§ **Task objective**
Copy out the lines below word for word, changing nothing.

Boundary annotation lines

::::::

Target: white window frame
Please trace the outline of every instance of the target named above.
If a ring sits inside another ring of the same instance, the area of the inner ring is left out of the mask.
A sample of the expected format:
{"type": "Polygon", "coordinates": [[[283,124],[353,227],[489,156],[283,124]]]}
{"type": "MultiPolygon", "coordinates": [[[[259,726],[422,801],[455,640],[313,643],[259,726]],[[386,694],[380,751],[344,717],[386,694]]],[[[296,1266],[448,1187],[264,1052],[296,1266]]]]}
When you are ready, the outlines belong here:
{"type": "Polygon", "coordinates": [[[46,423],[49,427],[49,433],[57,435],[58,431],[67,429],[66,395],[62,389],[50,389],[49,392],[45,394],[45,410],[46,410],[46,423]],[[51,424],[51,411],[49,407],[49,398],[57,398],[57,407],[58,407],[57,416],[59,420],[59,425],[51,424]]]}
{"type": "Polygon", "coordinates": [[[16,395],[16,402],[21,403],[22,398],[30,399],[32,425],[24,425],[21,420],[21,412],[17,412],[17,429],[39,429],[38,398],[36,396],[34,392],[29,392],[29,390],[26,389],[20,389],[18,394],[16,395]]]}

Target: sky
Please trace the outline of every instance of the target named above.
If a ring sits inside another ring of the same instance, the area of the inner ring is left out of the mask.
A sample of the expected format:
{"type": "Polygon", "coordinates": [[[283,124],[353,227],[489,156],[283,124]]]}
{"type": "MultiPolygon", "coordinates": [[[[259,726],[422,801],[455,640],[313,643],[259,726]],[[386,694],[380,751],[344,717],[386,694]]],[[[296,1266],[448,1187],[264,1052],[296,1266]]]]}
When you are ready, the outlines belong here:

::::::

§ **Solution below**
Target: white window frame
Please trace the outline of every instance of the target named above.
If a ring sits inside another ring of the same instance, the area of the inner ring is left out of the mask.
A sample of the expected format:
{"type": "Polygon", "coordinates": [[[283,124],[353,227],[489,156],[283,124]]]}
{"type": "MultiPolygon", "coordinates": [[[[259,726],[422,801],[455,640],[313,643],[259,726]],[[386,694],[380,751],[344,717],[386,694]]],[[[296,1266],[448,1187],[264,1052],[296,1266]]]]}
When you are ready, the outlines belong here:
{"type": "Polygon", "coordinates": [[[46,423],[49,427],[49,433],[57,435],[58,431],[67,429],[66,395],[62,389],[50,389],[49,392],[45,394],[45,410],[46,410],[46,423]],[[51,424],[51,411],[49,407],[49,398],[57,398],[57,407],[58,407],[57,416],[59,420],[59,425],[51,424]]]}
{"type": "Polygon", "coordinates": [[[16,395],[16,402],[21,403],[22,398],[30,399],[32,425],[24,425],[21,420],[21,412],[17,412],[17,429],[39,429],[38,398],[36,396],[34,392],[29,392],[29,390],[26,389],[20,389],[18,394],[16,395]]]}

Target: sky
Please trace the outline of every instance of the target named above.
If a ring sits inside another ring of the same instance, the area of the inner ring is left out of the mask.
A sample of the expected format:
{"type": "Polygon", "coordinates": [[[283,124],[353,227],[489,156],[283,124]]]}
{"type": "MultiPolygon", "coordinates": [[[[259,726],[422,801],[455,640],[313,643],[259,726]],[[386,694],[380,751],[344,717],[386,694]]],[[[296,1266],[448,1187],[264,1052],[296,1266]]]]}
When you are ready, the outlines belong here:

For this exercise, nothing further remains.